* [DESCRIPTION OF THE TASK] Print, please, the line that contains "Note to the class: identify the person sitting" and each line after it to the end of the entries, unchanged and with nothing else.

* [RECORD EXCERPTS]
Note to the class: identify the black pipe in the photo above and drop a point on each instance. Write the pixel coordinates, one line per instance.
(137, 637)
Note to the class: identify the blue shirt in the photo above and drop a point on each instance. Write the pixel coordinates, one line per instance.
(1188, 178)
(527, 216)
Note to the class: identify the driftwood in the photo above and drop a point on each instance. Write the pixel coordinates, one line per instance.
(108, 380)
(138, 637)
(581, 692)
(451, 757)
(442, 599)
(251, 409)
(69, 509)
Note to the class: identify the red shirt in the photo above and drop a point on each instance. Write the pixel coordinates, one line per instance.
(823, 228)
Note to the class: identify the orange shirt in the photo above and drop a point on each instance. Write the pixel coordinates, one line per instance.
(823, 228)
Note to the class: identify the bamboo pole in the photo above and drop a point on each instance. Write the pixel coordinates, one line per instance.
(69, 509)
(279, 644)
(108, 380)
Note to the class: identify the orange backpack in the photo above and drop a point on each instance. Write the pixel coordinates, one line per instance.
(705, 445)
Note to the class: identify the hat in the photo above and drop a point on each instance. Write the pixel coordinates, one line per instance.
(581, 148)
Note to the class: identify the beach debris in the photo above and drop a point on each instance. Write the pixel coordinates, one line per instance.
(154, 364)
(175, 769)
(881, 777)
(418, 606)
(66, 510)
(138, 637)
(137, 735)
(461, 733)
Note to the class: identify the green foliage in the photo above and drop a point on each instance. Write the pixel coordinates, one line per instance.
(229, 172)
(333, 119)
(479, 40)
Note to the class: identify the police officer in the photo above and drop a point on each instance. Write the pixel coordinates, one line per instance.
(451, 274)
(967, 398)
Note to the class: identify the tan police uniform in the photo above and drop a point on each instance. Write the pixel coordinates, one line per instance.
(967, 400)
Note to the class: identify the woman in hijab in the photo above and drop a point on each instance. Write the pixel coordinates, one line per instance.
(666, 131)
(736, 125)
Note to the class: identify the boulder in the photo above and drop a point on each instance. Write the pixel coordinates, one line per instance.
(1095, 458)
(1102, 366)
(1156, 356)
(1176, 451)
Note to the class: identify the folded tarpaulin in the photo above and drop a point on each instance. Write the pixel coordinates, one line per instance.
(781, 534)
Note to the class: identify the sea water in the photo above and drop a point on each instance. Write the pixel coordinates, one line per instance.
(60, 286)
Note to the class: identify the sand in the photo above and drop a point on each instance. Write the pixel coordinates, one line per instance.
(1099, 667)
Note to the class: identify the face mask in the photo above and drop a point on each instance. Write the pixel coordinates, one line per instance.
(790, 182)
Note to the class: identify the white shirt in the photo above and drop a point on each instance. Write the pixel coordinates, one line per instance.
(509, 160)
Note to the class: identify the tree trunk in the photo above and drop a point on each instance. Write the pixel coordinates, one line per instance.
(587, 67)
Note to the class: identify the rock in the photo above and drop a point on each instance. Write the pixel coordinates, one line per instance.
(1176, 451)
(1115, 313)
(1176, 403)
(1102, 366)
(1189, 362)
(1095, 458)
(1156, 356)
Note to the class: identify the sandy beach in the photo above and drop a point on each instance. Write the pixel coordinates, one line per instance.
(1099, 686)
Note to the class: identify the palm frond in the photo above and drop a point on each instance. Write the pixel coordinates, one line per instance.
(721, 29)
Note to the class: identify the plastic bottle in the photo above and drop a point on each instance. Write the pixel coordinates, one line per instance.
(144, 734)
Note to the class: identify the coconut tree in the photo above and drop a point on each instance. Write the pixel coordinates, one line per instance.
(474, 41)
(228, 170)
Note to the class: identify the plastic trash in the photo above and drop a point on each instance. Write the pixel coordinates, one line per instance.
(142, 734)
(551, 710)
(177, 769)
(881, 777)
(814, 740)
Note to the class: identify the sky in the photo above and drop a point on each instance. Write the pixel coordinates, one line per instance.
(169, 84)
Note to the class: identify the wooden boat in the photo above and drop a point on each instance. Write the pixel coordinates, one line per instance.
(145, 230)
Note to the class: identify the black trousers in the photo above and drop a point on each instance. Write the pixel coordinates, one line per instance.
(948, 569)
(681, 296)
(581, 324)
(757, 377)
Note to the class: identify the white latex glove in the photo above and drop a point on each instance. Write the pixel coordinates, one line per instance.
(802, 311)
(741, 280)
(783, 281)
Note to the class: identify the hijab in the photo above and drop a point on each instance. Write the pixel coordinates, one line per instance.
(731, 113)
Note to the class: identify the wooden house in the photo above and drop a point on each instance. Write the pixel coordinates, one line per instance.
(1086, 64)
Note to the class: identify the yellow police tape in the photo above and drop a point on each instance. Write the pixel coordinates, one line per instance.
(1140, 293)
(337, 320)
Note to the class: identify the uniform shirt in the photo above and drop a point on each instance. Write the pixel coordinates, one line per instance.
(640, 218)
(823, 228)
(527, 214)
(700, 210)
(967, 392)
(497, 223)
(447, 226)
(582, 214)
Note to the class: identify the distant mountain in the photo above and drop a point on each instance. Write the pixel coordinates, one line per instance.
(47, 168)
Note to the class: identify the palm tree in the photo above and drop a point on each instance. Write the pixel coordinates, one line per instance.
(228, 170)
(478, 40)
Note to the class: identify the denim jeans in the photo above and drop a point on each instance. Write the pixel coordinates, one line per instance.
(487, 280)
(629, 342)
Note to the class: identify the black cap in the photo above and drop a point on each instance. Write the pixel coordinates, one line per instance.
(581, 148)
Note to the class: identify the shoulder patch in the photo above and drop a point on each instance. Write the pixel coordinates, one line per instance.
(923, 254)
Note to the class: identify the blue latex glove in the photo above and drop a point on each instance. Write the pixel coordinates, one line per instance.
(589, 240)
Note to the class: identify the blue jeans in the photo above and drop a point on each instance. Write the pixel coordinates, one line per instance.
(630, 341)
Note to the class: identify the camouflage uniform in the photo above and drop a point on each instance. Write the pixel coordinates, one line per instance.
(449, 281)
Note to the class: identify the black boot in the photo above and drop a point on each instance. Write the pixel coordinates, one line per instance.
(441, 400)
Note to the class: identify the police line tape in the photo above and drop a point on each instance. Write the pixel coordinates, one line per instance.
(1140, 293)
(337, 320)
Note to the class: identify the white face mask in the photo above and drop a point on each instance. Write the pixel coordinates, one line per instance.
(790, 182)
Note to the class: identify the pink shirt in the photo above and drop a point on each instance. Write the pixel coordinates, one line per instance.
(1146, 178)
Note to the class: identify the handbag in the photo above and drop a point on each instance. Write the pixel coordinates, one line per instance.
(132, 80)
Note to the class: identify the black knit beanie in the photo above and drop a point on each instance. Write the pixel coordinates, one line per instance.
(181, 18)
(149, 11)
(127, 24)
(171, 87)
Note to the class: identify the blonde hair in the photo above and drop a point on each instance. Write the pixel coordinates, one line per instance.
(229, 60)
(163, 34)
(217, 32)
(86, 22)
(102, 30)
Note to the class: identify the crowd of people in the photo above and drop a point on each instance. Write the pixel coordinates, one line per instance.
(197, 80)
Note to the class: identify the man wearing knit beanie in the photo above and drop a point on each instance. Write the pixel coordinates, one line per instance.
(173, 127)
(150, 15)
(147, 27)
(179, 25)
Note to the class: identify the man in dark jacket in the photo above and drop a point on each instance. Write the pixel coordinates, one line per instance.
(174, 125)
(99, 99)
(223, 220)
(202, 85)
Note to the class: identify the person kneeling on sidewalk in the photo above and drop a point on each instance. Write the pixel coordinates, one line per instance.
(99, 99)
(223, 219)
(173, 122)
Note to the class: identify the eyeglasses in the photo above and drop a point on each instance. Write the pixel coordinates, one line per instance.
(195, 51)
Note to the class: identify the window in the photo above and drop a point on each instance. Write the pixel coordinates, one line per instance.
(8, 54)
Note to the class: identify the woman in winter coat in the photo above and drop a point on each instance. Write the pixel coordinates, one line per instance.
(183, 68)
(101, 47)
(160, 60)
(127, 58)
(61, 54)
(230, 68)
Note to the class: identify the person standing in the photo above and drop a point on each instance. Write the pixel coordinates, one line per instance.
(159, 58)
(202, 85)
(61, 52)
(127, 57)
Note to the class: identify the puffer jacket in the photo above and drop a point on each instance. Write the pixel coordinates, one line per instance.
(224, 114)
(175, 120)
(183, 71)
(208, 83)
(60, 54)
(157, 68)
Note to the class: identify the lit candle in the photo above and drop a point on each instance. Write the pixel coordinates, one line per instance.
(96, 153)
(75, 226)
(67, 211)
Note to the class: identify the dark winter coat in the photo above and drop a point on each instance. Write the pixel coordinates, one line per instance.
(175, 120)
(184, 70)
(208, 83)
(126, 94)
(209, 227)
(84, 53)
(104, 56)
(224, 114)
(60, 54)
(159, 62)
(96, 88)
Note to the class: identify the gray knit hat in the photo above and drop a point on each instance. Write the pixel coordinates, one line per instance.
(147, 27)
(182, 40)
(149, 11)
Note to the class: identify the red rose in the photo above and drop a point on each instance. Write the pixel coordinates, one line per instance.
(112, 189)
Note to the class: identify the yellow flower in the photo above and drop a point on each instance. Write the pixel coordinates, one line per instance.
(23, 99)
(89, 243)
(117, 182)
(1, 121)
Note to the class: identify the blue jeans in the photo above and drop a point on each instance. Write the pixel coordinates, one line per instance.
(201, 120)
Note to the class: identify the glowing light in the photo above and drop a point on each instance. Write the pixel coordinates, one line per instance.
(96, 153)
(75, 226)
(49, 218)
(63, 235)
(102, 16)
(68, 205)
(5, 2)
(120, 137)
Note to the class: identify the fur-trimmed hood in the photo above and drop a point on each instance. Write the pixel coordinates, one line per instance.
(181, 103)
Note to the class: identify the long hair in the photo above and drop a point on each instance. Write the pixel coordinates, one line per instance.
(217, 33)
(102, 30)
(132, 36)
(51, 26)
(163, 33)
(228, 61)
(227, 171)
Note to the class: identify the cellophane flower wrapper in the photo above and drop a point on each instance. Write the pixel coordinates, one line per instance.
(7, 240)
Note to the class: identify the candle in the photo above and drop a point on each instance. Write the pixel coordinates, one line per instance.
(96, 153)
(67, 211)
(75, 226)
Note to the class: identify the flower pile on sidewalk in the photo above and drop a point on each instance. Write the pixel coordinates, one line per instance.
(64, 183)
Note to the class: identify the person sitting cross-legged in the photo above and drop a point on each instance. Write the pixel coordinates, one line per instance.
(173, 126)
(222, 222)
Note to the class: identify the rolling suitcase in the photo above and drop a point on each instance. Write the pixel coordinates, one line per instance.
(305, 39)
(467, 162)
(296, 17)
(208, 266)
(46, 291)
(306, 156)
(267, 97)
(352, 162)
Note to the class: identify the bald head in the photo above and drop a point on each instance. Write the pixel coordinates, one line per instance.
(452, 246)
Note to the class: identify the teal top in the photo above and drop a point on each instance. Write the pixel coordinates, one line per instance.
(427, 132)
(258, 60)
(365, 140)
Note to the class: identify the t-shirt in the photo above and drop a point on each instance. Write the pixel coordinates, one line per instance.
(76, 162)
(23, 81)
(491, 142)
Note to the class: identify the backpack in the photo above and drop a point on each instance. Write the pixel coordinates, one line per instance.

* [FINAL ANSWER]
Note to the class: identify the person sitting cross-legged in the photo above and drop a point on each instance. Write the pixel coordinates, one line per instance.
(173, 126)
(222, 222)
Note to the class: identify the rolling suitcase in the photo above and drop a point on each instance. Write the pixel coordinates, one line per instance.
(305, 39)
(467, 162)
(296, 17)
(208, 266)
(46, 291)
(306, 156)
(267, 97)
(352, 162)
Note to the class: identify the bald head in the photo above and drop a point on each instance. Write the pixel coordinates, one line per instance.
(452, 246)
Note to the class: identify the teal top in the photo above and drop a point on each instance. Write the pixel coordinates, one line per instance.
(427, 132)
(258, 60)
(365, 140)
Note to the class: identify the t-shirt in the photo above and drop a point on each instance. Write the pixel coordinates, one line per instance.
(76, 162)
(23, 81)
(491, 142)
Note to the class: identify the backpack in the photo above and drop a point on each instance. Write the pixel coordinates, one line per instance.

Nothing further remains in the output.